**Problem description**
Give the listing again in full, matching it character for character.

=== Section Start ===

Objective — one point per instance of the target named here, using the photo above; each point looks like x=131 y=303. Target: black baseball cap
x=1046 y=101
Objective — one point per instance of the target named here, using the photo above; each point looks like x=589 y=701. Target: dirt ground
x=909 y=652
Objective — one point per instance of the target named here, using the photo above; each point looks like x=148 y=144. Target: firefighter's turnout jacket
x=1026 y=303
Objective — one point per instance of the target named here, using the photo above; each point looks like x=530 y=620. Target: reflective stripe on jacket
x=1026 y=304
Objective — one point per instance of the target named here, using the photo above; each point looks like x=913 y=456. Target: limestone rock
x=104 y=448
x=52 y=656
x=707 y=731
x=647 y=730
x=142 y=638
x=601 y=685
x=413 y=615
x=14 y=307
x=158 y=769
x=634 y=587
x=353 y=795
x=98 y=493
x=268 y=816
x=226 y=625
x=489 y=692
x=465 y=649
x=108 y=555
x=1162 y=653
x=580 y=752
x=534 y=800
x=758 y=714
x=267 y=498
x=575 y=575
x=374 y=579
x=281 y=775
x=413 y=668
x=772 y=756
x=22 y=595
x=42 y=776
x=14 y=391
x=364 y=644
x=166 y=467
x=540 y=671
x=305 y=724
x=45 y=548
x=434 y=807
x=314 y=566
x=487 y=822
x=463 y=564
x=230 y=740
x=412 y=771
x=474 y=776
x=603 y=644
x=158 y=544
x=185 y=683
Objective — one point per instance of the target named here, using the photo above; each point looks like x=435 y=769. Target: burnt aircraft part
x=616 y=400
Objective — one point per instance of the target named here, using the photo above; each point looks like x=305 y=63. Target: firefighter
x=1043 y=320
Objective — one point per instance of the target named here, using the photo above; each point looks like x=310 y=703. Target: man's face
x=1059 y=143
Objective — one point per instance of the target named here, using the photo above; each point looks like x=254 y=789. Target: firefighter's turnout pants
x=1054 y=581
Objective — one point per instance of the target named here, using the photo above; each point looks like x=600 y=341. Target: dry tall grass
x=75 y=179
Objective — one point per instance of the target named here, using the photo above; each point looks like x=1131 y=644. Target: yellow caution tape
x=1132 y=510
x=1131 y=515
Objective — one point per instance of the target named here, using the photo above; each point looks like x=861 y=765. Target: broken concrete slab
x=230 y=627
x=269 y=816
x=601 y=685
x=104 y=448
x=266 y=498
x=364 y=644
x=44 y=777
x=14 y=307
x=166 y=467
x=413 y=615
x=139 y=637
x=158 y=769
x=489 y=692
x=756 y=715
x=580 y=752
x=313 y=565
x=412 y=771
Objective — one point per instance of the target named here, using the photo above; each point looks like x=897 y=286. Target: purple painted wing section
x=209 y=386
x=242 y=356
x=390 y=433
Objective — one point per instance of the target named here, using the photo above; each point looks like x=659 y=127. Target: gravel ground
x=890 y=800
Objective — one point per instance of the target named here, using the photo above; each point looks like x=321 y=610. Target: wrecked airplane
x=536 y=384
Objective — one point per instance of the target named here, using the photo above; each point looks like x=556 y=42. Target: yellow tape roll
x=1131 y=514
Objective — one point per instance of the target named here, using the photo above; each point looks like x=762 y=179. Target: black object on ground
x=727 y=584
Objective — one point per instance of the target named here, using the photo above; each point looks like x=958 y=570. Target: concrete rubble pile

=== Section End ===

**Answer box**
Objective — one point per instance of the target named here, using the photo above; each point looks like x=131 y=303. Target: black baseball cap
x=1046 y=101
Objective — one point per instance of the target named here, using the photo above; each point looks like x=589 y=701. Target: dirt ground
x=909 y=652
Objective — one point per instance of the target named here, using the photo above; each point looks like x=148 y=144. Target: firefighter's turnout jacket
x=1026 y=303
Objective — one point per instance of the target named here, using the photo above; each point looks like x=530 y=620. Target: reflective stripe on jacket
x=1026 y=304
Objective — one point per instance of the target named here, using the photo above; each point looks like x=913 y=456. Target: limestone rock
x=104 y=448
x=52 y=656
x=707 y=731
x=647 y=730
x=142 y=638
x=601 y=685
x=413 y=615
x=14 y=307
x=158 y=769
x=634 y=587
x=353 y=795
x=98 y=493
x=268 y=816
x=226 y=625
x=489 y=692
x=465 y=649
x=108 y=555
x=1162 y=653
x=580 y=752
x=534 y=800
x=758 y=714
x=267 y=498
x=575 y=575
x=374 y=579
x=281 y=775
x=413 y=668
x=772 y=756
x=22 y=595
x=42 y=776
x=14 y=391
x=364 y=644
x=166 y=467
x=540 y=671
x=305 y=724
x=45 y=548
x=434 y=807
x=314 y=566
x=487 y=822
x=463 y=564
x=230 y=740
x=412 y=771
x=474 y=776
x=603 y=644
x=158 y=544
x=185 y=683
Objective — one point per instance of the target named here, using the photo above; each point looks like x=435 y=769. Target: burnt aircraft part
x=616 y=400
Objective — one point per instance of the target named here, using the photo above; each point looks like x=305 y=63. Target: firefighter
x=1043 y=320
Objective — one point per instance of the target named here, using the photo above; each point looks like x=310 y=703. Target: man's face
x=1059 y=143
Objective — one point per instance of the target named here, using the photo above; each point looks like x=254 y=789. Target: firefighter's turnout pants
x=1054 y=581
Objective — one point per instance of the target named here, using the photo above; each point looks like x=600 y=341. Target: dry tall grass
x=75 y=179
Objective — one point per instance of the target named here, using the photo above; each point looks like x=1131 y=644. Target: yellow caution tape
x=1132 y=510
x=1131 y=515
Objective — one point per instance of the target named here, using the photo above; each point looks like x=861 y=765. Target: broken concrete slab
x=230 y=627
x=269 y=816
x=601 y=685
x=104 y=448
x=266 y=498
x=364 y=644
x=44 y=777
x=14 y=307
x=166 y=467
x=413 y=615
x=139 y=637
x=158 y=769
x=489 y=692
x=756 y=715
x=580 y=752
x=313 y=565
x=412 y=771
Objective — one point per instance of the target named here, using the photo above; each point looks like x=897 y=286. Target: purple painted wing section
x=209 y=386
x=242 y=356
x=390 y=433
Objective — one point per instance of the target named here, using the photo above; each point looks like x=659 y=127. Target: gravel ground
x=890 y=800
Objective — one point per instance of the target named here, using the photo above; each point looks like x=321 y=610. Target: wrecked airplane
x=536 y=384
Objective — one point per instance of the target named here, using the photo above; each point looks like x=556 y=42. Target: yellow tape roll
x=1131 y=514
Objective — one point per instance of the target named here, using the photo above; each point looks like x=762 y=179. Target: black object on ground
x=727 y=584
Objective — one point per instance of the target named here, using the photo above; each point looks like x=958 y=570. Target: concrete rubble pile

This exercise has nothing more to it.